* [EXERCISE DIRECTIONS]: With the images omitted, return all of the entries exactly as they stand.

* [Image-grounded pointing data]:
================

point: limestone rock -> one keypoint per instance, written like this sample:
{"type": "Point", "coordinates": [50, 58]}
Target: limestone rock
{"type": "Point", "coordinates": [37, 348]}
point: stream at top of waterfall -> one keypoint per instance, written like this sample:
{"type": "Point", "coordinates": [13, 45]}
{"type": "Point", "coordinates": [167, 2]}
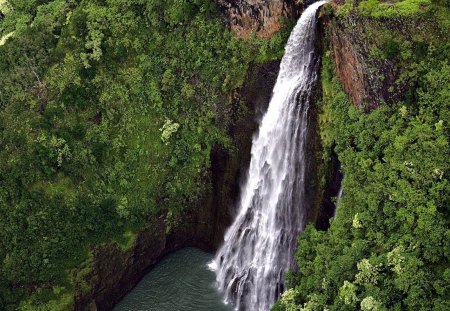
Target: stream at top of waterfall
{"type": "Point", "coordinates": [182, 281]}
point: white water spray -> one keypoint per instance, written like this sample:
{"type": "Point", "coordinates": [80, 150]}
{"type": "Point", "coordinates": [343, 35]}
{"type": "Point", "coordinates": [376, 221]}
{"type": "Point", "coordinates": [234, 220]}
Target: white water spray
{"type": "Point", "coordinates": [260, 244]}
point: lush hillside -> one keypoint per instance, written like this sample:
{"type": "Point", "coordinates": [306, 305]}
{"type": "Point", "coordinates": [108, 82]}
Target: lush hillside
{"type": "Point", "coordinates": [389, 246]}
{"type": "Point", "coordinates": [109, 110]}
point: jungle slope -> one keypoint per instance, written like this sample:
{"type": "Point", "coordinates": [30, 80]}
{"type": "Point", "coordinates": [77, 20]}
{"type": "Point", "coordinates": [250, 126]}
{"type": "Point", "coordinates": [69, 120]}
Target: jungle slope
{"type": "Point", "coordinates": [111, 116]}
{"type": "Point", "coordinates": [386, 113]}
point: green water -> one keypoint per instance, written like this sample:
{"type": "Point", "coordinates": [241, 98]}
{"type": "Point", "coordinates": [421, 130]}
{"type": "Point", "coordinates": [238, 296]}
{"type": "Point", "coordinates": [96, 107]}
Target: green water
{"type": "Point", "coordinates": [181, 281]}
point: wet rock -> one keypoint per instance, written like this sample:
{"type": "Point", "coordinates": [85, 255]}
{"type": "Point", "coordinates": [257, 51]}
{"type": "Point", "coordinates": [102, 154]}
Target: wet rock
{"type": "Point", "coordinates": [263, 17]}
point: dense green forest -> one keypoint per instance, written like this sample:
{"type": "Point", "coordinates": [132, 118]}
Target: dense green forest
{"type": "Point", "coordinates": [108, 113]}
{"type": "Point", "coordinates": [109, 110]}
{"type": "Point", "coordinates": [389, 246]}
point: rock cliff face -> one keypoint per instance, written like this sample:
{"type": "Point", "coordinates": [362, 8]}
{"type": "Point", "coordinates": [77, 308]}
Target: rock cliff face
{"type": "Point", "coordinates": [263, 17]}
{"type": "Point", "coordinates": [369, 80]}
{"type": "Point", "coordinates": [115, 271]}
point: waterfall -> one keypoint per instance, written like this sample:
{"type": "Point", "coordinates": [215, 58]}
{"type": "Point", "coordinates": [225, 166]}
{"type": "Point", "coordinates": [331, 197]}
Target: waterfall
{"type": "Point", "coordinates": [259, 246]}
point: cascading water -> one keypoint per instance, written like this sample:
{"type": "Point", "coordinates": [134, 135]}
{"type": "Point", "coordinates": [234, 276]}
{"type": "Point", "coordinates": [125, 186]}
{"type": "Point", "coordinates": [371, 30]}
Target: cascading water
{"type": "Point", "coordinates": [259, 246]}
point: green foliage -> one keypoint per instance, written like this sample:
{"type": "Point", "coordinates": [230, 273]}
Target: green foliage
{"type": "Point", "coordinates": [388, 247]}
{"type": "Point", "coordinates": [108, 114]}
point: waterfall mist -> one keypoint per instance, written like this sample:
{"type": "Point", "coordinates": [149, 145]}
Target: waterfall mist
{"type": "Point", "coordinates": [259, 246]}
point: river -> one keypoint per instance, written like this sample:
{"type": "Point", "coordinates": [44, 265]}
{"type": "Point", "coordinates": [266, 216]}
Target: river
{"type": "Point", "coordinates": [181, 281]}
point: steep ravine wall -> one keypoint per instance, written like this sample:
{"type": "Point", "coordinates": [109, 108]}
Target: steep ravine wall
{"type": "Point", "coordinates": [262, 17]}
{"type": "Point", "coordinates": [115, 272]}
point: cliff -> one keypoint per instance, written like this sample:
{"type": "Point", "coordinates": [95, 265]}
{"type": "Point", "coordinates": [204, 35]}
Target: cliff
{"type": "Point", "coordinates": [262, 17]}
{"type": "Point", "coordinates": [113, 272]}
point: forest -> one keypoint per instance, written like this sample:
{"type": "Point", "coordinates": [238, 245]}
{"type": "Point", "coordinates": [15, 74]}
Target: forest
{"type": "Point", "coordinates": [110, 109]}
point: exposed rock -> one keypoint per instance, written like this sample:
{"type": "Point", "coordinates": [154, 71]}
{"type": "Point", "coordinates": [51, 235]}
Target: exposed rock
{"type": "Point", "coordinates": [369, 81]}
{"type": "Point", "coordinates": [263, 17]}
{"type": "Point", "coordinates": [115, 272]}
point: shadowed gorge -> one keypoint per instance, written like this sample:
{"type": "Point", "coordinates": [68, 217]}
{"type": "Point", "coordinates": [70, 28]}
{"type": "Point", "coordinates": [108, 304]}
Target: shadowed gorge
{"type": "Point", "coordinates": [306, 147]}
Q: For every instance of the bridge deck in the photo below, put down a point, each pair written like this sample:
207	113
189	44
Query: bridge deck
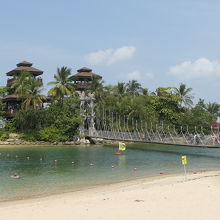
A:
155	142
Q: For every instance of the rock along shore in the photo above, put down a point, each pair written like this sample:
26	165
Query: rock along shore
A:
78	141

================

* [RESPONSE TO THIS TASK]:
point: limestone rock -> one keypoint per instance, written like this sample:
{"type": "Point", "coordinates": [50, 58]}
Target: limestone rock
{"type": "Point", "coordinates": [37, 348]}
point: stream at top of waterfall -> one keypoint per instance, written like this sample:
{"type": "Point", "coordinates": [13, 45]}
{"type": "Point", "coordinates": [167, 2]}
Target: stream at top of waterfall
{"type": "Point", "coordinates": [182, 281]}
point: white water spray -> one keypoint per instance, written like this sample:
{"type": "Point", "coordinates": [80, 150]}
{"type": "Point", "coordinates": [343, 35]}
{"type": "Point", "coordinates": [376, 221]}
{"type": "Point", "coordinates": [234, 220]}
Target: white water spray
{"type": "Point", "coordinates": [260, 244]}
point: lush hillside -> one keypoint per instance, written like this sample:
{"type": "Point", "coordinates": [306, 305]}
{"type": "Point", "coordinates": [108, 82]}
Target: lush hillside
{"type": "Point", "coordinates": [389, 246]}
{"type": "Point", "coordinates": [109, 110]}
point: jungle slope -> one keypoint per instance, written like this sample:
{"type": "Point", "coordinates": [30, 80]}
{"type": "Point", "coordinates": [77, 20]}
{"type": "Point", "coordinates": [250, 126]}
{"type": "Point", "coordinates": [69, 120]}
Target: jungle slope
{"type": "Point", "coordinates": [111, 116]}
{"type": "Point", "coordinates": [386, 113]}
point: green water -> one keypoint per instance, written like this sample:
{"type": "Point", "coordinates": [241, 98]}
{"type": "Point", "coordinates": [421, 130]}
{"type": "Point", "coordinates": [238, 296]}
{"type": "Point", "coordinates": [96, 107]}
Target: green water
{"type": "Point", "coordinates": [181, 281]}
point: wet rock -> one keypoint per instance, written like this sample:
{"type": "Point", "coordinates": [85, 255]}
{"type": "Point", "coordinates": [257, 51]}
{"type": "Point", "coordinates": [102, 154]}
Target: wet rock
{"type": "Point", "coordinates": [263, 17]}
point: dense green forest -> one keypoint per instance, written like this sample:
{"type": "Point", "coordinates": [132, 118]}
Target: dense green forest
{"type": "Point", "coordinates": [108, 113]}
{"type": "Point", "coordinates": [109, 110]}
{"type": "Point", "coordinates": [389, 246]}
point: rock cliff face -> one keypoint per instance, written like this sample:
{"type": "Point", "coordinates": [362, 8]}
{"type": "Point", "coordinates": [77, 308]}
Target: rock cliff face
{"type": "Point", "coordinates": [263, 17]}
{"type": "Point", "coordinates": [369, 80]}
{"type": "Point", "coordinates": [115, 271]}
point: waterfall -> one keypoint per instance, written like this sample:
{"type": "Point", "coordinates": [215, 58]}
{"type": "Point", "coordinates": [225, 166]}
{"type": "Point", "coordinates": [331, 197]}
Target: waterfall
{"type": "Point", "coordinates": [259, 246]}
point: cascading water -> one keypoint per instance, written like this sample:
{"type": "Point", "coordinates": [134, 135]}
{"type": "Point", "coordinates": [234, 276]}
{"type": "Point", "coordinates": [125, 186]}
{"type": "Point", "coordinates": [371, 30]}
Target: cascading water
{"type": "Point", "coordinates": [259, 246]}
point: green foliage -> one keypoint per instance, written like this sample:
{"type": "Point", "coordinates": [230, 273]}
Target: green foliage
{"type": "Point", "coordinates": [388, 247]}
{"type": "Point", "coordinates": [108, 114]}
point: waterfall mist -> one keypoint per instance, written like this sample:
{"type": "Point", "coordinates": [149, 145]}
Target: waterfall mist
{"type": "Point", "coordinates": [259, 246]}
point: river -> one keypoint per instance, written like this sample:
{"type": "Point", "coordinates": [44, 265]}
{"type": "Point", "coordinates": [266, 216]}
Target: river
{"type": "Point", "coordinates": [181, 281]}
point: steep ravine wall -> one keypoint per instance, written like this sample:
{"type": "Point", "coordinates": [109, 108]}
Target: steep ravine wall
{"type": "Point", "coordinates": [262, 17]}
{"type": "Point", "coordinates": [115, 272]}
point: cliff -> one keypoint per instance, written like this sample:
{"type": "Point", "coordinates": [95, 265]}
{"type": "Point", "coordinates": [204, 35]}
Target: cliff
{"type": "Point", "coordinates": [262, 17]}
{"type": "Point", "coordinates": [113, 272]}
point: forest -> one keypoint per instance, written like this sample:
{"type": "Point", "coordinates": [238, 245]}
{"type": "Point", "coordinates": [15, 74]}
Target: forest
{"type": "Point", "coordinates": [110, 109]}
point: exposed rock -> one keypoint per instance, written like this sample:
{"type": "Point", "coordinates": [154, 71]}
{"type": "Point", "coordinates": [51, 235]}
Target: exposed rock
{"type": "Point", "coordinates": [369, 81]}
{"type": "Point", "coordinates": [263, 17]}
{"type": "Point", "coordinates": [115, 272]}
point: shadowed gorge -> one keypoint per instance, written like this sample:
{"type": "Point", "coordinates": [68, 217]}
{"type": "Point", "coordinates": [70, 28]}
{"type": "Point", "coordinates": [108, 304]}
Target: shadowed gorge
{"type": "Point", "coordinates": [306, 147]}
Q: For every instance of the bridge deck in the photo below, put down a point, each pair written like this sample:
207	113
189	44
Query: bridge deck
A:
155	142
Q: For every instance of the rock along shore in the photo above, put down a point, each pair written like this sample:
26	165
Query: rock along shore
A:
78	141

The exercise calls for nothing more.